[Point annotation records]

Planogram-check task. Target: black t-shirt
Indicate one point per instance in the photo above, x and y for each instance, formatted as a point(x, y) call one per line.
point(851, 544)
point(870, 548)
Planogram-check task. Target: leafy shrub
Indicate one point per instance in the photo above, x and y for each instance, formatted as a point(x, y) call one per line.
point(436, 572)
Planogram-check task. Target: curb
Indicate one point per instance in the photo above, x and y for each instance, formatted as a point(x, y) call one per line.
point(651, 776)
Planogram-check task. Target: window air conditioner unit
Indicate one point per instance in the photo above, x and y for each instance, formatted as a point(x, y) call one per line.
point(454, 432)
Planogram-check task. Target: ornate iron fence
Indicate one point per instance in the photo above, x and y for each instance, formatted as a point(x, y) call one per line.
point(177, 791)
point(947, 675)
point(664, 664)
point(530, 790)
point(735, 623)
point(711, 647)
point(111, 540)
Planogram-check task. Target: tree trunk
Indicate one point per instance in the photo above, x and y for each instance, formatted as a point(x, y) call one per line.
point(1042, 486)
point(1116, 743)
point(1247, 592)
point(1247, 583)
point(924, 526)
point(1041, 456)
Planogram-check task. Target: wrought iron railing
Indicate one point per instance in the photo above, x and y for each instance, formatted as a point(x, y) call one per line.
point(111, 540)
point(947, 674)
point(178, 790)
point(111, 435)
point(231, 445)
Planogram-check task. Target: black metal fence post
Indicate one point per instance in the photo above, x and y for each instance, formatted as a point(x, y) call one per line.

— Set task —
Copy out every one of these lines word for word.

— Response for this exercise —
Planogram-check task. Target: black t-shirt
Indicate one point per instance in the photo above, x and y for each instance, formatted as a point(x, y) call one per line.
point(851, 544)
point(870, 548)
Planogram-check task. Target: leafy shrub
Indicate one point per instance in the photo above, x and y for each instance, formatted as a point(x, y) call one per line.
point(436, 572)
Planogram-check task. Target: curb
Indicate one point per instance in the photo above, x and y for each instance, formatted as a point(x, y) call one per line.
point(651, 776)
Planogram-check task. Target: window air conditioner unit
Indicate one point per instance in the photo above, x and y for each instance, formatted as a point(x, y) call one per line.
point(454, 432)
Planogram-check task. Target: ornate iron fence
Indicate one point per instance in the photo above, x and y for each instance, formatted as a point(x, y) call one per line.
point(177, 791)
point(947, 675)
point(664, 664)
point(530, 790)
point(735, 623)
point(711, 647)
point(111, 540)
Planogram-check task. Target: tree trunk
Indicate one point per instance in the photo above, x and y for each instance, formatted as a point(x, y) call one per line.
point(1042, 486)
point(1116, 743)
point(1247, 592)
point(1247, 583)
point(924, 526)
point(1041, 456)
Planogram-check task. Target: wrought iron railing
Indicate one point per instance in the photo above, x and y for each instance, formatted as a point(x, y) call one per line.
point(111, 540)
point(947, 674)
point(178, 790)
point(111, 435)
point(231, 445)
Planogram-check task. Target: black metal fence post
Indicate one point per instance in the photo above, x and y for each instance, formatted as a point(x, y) call one per line.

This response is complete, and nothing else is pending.